• **PROBLEM TO SOLVE**
Give the records from their first line through the line that contains "[836,732,1201,836]" as a Markdown table with the columns Number and Record line, skipping blank lines.

Entries for labeling bounding boxes:

▼

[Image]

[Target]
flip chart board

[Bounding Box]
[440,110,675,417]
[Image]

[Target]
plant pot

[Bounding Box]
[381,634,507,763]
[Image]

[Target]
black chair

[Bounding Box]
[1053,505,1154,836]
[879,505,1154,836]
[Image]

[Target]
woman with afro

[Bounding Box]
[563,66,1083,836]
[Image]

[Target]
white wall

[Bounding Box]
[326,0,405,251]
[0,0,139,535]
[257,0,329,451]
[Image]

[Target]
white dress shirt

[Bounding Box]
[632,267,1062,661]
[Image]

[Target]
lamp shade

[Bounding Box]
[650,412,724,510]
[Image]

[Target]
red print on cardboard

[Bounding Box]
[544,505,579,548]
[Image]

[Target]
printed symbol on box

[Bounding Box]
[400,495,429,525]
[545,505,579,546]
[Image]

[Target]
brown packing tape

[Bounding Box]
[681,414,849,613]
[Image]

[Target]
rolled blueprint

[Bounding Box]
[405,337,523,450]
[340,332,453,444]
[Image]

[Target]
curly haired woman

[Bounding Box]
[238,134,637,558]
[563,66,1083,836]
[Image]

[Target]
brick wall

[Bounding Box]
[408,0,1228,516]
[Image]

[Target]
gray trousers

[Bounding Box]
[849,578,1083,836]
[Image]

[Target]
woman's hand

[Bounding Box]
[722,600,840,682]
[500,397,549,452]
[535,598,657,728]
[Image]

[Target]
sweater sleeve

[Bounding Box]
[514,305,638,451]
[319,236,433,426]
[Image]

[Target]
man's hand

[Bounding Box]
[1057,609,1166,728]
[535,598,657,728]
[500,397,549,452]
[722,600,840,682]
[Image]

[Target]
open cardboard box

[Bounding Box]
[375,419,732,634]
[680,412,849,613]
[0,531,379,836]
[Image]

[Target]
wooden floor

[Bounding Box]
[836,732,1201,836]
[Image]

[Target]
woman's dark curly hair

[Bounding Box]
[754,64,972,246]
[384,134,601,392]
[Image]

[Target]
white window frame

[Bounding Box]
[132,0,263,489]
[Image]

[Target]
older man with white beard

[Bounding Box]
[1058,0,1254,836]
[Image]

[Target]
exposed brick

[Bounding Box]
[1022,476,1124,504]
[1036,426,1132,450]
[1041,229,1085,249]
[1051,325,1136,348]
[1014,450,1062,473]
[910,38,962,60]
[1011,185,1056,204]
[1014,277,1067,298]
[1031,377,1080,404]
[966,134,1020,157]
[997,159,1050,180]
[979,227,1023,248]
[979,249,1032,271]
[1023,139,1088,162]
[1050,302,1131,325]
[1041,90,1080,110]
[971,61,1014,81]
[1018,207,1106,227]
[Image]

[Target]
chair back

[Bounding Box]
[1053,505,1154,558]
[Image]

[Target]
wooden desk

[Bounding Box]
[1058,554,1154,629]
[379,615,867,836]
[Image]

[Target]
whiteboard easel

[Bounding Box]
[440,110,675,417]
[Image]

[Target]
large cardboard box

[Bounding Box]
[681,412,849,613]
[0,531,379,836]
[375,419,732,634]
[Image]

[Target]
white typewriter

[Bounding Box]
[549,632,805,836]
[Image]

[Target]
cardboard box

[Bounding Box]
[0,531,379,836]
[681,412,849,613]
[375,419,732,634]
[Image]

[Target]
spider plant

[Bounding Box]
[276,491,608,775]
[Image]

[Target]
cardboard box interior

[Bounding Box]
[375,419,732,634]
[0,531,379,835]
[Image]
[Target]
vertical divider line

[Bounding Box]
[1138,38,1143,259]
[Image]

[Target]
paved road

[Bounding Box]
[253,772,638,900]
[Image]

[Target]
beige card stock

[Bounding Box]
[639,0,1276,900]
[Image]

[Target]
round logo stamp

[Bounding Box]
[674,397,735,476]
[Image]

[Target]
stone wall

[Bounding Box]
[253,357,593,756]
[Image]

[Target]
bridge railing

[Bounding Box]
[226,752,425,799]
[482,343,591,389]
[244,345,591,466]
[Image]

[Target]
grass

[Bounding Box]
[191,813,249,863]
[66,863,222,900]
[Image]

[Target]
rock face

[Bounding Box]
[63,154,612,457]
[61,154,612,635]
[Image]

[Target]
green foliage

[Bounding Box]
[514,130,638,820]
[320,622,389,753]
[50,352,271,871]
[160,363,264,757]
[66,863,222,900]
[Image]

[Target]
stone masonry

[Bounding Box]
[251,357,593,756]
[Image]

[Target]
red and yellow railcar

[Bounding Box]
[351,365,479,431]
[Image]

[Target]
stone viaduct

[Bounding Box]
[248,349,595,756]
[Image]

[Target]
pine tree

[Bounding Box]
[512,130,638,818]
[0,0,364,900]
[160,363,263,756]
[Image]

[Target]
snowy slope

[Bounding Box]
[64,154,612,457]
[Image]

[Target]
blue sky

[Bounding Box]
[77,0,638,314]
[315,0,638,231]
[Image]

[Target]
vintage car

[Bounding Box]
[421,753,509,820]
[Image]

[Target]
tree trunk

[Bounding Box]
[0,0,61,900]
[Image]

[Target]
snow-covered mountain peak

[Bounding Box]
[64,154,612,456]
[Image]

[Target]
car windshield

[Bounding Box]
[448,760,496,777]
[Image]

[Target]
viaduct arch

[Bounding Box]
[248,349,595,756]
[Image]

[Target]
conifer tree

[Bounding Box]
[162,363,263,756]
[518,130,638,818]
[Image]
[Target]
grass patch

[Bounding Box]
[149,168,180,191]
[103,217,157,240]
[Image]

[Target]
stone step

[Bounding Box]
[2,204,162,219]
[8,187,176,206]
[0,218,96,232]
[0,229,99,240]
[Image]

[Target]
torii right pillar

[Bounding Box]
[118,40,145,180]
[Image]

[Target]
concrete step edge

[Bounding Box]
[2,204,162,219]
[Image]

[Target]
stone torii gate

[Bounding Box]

▲

• **SOLVED PROBLEM**
| Number | Record line |
|---|---|
| 1 | [Image] |
| 2 | [Target] |
| 3 | flip chart board |
| 4 | [Bounding Box] |
| 5 | [440,110,675,417] |
| 6 | [Image] |
| 7 | [Target] |
| 8 | plant pot |
| 9 | [Bounding Box] |
| 10 | [381,634,507,763] |
| 11 | [Image] |
| 12 | [Target] |
| 13 | black chair |
| 14 | [Bounding Box] |
| 15 | [1053,505,1154,836] |
| 16 | [879,505,1154,836] |
| 17 | [Image] |
| 18 | [Target] |
| 19 | woman with afro |
| 20 | [Bounding Box] |
| 21 | [563,66,1083,836] |
| 22 | [Image] |
| 23 | [Target] |
| 24 | white wall |
| 25 | [Bounding Box] |
| 26 | [326,0,405,251] |
| 27 | [0,0,139,535] |
| 28 | [257,0,329,451] |
| 29 | [Image] |
| 30 | [Target] |
| 31 | white dress shirt |
| 32 | [Bounding Box] |
| 33 | [632,267,1062,661] |
| 34 | [Image] |
| 35 | [Target] |
| 36 | lamp shade |
| 37 | [Bounding Box] |
| 38 | [650,412,724,510] |
| 39 | [Image] |
| 40 | [Target] |
| 41 | red print on cardboard |
| 42 | [Bounding Box] |
| 43 | [544,505,579,548] |
| 44 | [Image] |
| 45 | [Target] |
| 46 | printed symbol on box |
| 47 | [Bounding Box] |
| 48 | [400,495,429,525] |
| 49 | [545,505,579,546] |
| 50 | [Image] |
| 51 | [Target] |
| 52 | brown packing tape |
| 53 | [Bounding Box] |
| 54 | [681,414,849,613] |
| 55 | [Image] |
| 56 | [Target] |
| 57 | rolled blueprint |
| 58 | [Bounding Box] |
| 59 | [405,337,523,450] |
| 60 | [340,332,453,444] |
| 61 | [Image] |
| 62 | [Target] |
| 63 | curly haired woman |
| 64 | [Bounding Box] |
| 65 | [238,134,637,558] |
| 66 | [563,66,1083,836] |
| 67 | [Image] |
| 68 | [Target] |
| 69 | brick wall |
| 70 | [Bounding Box] |
| 71 | [408,0,1228,516] |
| 72 | [Image] |
| 73 | [Target] |
| 74 | gray trousers |
| 75 | [Bounding Box] |
| 76 | [849,578,1083,836] |
| 77 | [Image] |
| 78 | [Target] |
| 79 | woman's hand |
| 80 | [Bounding Box] |
| 81 | [722,600,840,682] |
| 82 | [500,397,549,452] |
| 83 | [535,598,657,728] |
| 84 | [Image] |
| 85 | [Target] |
| 86 | sweater sleeve |
| 87 | [Bounding Box] |
| 88 | [514,305,638,451] |
| 89 | [319,236,433,426] |
| 90 | [Image] |
| 91 | [Target] |
| 92 | man's hand |
| 93 | [Bounding Box] |
| 94 | [1057,609,1166,728] |
| 95 | [535,598,657,728] |
| 96 | [500,397,549,452] |
| 97 | [722,600,840,682] |
| 98 | [Image] |
| 99 | [Target] |
| 100 | open cardboard box |
| 101 | [Bounding Box] |
| 102 | [375,419,732,634] |
| 103 | [680,412,849,613] |
| 104 | [0,531,379,836] |
| 105 | [Image] |
| 106 | [Target] |
| 107 | wooden floor |
| 108 | [Bounding Box] |
| 109 | [836,732,1201,836] |